=== STUDY MATERIAL ===

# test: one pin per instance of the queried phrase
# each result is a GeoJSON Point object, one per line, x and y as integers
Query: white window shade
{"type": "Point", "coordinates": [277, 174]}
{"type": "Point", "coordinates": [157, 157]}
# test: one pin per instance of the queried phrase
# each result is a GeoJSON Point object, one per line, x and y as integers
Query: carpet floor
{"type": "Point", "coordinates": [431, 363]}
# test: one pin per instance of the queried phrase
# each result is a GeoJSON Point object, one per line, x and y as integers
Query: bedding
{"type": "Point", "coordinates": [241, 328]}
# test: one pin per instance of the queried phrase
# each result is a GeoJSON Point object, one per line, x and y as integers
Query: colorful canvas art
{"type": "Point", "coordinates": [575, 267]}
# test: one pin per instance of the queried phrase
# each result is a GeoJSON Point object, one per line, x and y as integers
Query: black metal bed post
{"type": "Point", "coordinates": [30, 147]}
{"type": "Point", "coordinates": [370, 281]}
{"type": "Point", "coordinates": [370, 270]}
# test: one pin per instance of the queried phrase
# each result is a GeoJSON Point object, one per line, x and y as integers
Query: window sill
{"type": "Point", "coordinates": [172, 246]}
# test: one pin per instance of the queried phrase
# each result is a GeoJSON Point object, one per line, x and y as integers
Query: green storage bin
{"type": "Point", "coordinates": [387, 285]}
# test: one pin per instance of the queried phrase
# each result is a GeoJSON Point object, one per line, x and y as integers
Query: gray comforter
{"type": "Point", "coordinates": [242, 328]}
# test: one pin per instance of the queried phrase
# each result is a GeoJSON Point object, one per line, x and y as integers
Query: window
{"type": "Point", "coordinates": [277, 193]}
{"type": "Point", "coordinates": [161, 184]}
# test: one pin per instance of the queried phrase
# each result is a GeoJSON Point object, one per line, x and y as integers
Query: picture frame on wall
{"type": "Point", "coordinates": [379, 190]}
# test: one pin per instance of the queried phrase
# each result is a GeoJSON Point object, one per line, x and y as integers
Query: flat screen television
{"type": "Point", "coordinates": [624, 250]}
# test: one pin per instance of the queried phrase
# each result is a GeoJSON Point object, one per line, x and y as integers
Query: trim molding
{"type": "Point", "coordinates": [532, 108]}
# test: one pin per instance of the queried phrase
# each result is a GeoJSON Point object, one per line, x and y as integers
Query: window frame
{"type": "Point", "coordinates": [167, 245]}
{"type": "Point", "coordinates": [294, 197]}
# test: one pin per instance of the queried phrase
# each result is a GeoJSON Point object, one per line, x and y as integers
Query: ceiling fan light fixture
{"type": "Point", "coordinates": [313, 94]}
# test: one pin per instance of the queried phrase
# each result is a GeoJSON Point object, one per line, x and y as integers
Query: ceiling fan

=== EXERCISE ===
In full and word for word, output the material.

=== ANSWER TO THE EXERCISE ===
# test: one pin per instance of the queried phrase
# each result is a GeoJSON Point object, one per line, x and y as integers
Query: white window shade
{"type": "Point", "coordinates": [277, 174]}
{"type": "Point", "coordinates": [157, 157]}
# test: one pin per instance of the queried phrase
# each result is a GeoJSON Point object, one per line, x and y as integers
Query: carpet floor
{"type": "Point", "coordinates": [431, 363]}
# test: one pin per instance of the queried phrase
# each result is a GeoJSON Point object, one per line, x and y as integers
Query: bedding
{"type": "Point", "coordinates": [241, 328]}
# test: one pin per instance of the queried phrase
# each result is a GeoJSON Point object, one per line, x and y as integers
Query: colorful canvas art
{"type": "Point", "coordinates": [575, 267]}
# test: one pin per instance of the queried phrase
# each result is a GeoJSON Point object, one per line, x and y as integers
Query: black metal bed post
{"type": "Point", "coordinates": [30, 147]}
{"type": "Point", "coordinates": [370, 281]}
{"type": "Point", "coordinates": [370, 270]}
# test: one pin per instance of the queried phrase
# each result is a GeoJSON Point object, one per line, x and y as integers
Query: window sill
{"type": "Point", "coordinates": [172, 246]}
# test: one pin per instance of the queried phrase
# each result is a GeoJSON Point object, one per line, x and y as integers
Query: green storage bin
{"type": "Point", "coordinates": [387, 285]}
# test: one pin per instance of the queried phrase
# each result is a GeoJSON Point object, one per line, x and y as integers
Query: gray comforter
{"type": "Point", "coordinates": [242, 328]}
# test: one pin per instance of the queried phrase
# each result is a GeoJSON Point object, one per line, x and y as integers
Query: window
{"type": "Point", "coordinates": [277, 193]}
{"type": "Point", "coordinates": [161, 184]}
# test: one pin per instance of the queried phrase
# each result is a GeoJSON Point object, one per line, x and y as integers
Query: picture frame on wall
{"type": "Point", "coordinates": [379, 190]}
# test: one pin per instance of the queried phrase
# each result is a GeoJSON Point object, one per line, x and y as integers
Query: flat screen television
{"type": "Point", "coordinates": [624, 250]}
# test: one pin per instance of the queried phrase
# each result is a GeoJSON Point object, one per line, x and y as integers
Query: trim molding
{"type": "Point", "coordinates": [532, 108]}
# test: one pin per instance of the queried phrase
# each result is a GeoJSON Point object, one per line, x and y as integers
Query: window frame
{"type": "Point", "coordinates": [167, 245]}
{"type": "Point", "coordinates": [294, 197]}
# test: one pin per instance of the queried phrase
# each result is a GeoJSON Point object, one per line, x and y as integers
Query: ceiling fan light fixture
{"type": "Point", "coordinates": [313, 94]}
# test: one pin per instance of the queried phrase
# each result is a GeoJSON Point object, one per line, x and y as integers
Query: ceiling fan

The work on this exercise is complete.